## Try it
Filter the entries beneath this task, copying only the lines that hold the word "switch".

## Given data
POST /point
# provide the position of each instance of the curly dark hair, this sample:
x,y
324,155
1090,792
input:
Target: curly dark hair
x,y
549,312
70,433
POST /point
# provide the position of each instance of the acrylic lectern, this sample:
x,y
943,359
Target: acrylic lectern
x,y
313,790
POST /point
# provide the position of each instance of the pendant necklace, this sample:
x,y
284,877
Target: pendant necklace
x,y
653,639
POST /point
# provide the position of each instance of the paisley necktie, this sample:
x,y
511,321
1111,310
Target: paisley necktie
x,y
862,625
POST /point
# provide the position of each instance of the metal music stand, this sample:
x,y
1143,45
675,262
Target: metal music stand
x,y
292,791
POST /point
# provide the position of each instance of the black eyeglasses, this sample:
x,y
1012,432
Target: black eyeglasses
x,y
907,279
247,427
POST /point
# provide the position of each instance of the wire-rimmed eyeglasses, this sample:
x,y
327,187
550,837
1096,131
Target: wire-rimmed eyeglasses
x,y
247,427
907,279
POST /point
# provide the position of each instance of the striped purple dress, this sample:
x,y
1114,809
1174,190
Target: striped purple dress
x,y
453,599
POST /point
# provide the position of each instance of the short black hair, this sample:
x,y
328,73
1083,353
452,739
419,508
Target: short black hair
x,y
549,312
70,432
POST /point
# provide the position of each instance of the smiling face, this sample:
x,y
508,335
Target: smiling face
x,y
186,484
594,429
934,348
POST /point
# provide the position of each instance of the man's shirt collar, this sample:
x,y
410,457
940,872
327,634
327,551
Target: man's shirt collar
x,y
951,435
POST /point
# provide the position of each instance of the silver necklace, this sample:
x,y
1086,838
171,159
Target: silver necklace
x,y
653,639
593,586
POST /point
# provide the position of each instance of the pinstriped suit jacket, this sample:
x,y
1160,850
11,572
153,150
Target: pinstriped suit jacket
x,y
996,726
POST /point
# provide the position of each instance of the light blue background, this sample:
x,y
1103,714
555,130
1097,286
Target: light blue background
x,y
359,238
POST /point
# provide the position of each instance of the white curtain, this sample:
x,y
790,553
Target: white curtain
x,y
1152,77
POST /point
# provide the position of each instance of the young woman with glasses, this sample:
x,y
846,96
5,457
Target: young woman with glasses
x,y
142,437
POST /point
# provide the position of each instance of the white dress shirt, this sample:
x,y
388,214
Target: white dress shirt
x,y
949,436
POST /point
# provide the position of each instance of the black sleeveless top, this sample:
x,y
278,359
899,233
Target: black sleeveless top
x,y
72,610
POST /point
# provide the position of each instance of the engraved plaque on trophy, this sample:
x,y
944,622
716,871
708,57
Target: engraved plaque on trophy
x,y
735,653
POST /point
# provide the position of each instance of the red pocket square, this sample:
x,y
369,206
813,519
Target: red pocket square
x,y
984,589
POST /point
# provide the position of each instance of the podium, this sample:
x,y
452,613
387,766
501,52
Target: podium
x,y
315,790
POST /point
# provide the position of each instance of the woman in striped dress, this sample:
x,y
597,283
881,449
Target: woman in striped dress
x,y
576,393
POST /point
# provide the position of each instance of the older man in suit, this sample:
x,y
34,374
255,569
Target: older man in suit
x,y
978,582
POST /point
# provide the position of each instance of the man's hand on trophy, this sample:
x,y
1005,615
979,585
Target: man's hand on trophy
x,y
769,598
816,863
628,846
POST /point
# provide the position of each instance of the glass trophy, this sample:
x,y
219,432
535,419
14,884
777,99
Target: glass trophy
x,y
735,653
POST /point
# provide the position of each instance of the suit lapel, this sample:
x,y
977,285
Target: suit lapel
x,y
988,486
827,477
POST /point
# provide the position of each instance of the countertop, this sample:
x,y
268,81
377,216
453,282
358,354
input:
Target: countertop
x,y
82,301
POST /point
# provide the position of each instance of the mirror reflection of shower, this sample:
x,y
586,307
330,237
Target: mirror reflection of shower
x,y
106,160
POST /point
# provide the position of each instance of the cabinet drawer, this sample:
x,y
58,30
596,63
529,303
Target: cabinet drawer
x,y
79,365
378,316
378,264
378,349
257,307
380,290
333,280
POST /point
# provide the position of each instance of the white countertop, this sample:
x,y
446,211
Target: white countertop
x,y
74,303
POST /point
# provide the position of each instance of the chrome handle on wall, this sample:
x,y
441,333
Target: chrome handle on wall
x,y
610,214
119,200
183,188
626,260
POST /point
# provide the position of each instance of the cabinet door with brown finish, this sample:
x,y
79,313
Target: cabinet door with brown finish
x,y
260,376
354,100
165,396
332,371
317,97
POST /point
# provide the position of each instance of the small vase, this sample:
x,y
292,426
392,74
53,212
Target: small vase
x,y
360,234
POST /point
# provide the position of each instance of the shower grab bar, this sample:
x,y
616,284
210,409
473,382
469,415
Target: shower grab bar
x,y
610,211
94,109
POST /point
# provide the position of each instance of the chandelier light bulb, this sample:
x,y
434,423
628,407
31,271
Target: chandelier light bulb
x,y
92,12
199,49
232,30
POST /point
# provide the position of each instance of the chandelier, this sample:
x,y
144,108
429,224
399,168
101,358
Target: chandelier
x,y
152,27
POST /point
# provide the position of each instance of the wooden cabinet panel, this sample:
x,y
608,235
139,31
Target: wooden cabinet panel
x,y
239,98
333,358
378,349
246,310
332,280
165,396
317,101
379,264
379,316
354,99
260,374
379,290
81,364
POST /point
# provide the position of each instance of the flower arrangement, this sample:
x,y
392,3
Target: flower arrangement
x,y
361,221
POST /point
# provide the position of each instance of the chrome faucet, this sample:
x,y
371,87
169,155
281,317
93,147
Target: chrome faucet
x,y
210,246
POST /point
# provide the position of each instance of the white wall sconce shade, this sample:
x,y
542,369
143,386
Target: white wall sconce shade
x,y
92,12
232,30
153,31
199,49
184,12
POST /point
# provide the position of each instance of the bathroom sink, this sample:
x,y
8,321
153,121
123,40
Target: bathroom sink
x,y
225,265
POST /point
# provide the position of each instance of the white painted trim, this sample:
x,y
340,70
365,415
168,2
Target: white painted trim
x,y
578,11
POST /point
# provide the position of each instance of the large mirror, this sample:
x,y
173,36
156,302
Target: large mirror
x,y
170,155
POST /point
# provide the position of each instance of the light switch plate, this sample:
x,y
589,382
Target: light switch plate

## Solution for this problem
# provide the position of each instance of the light switch plate, this sample:
Target: light switch plate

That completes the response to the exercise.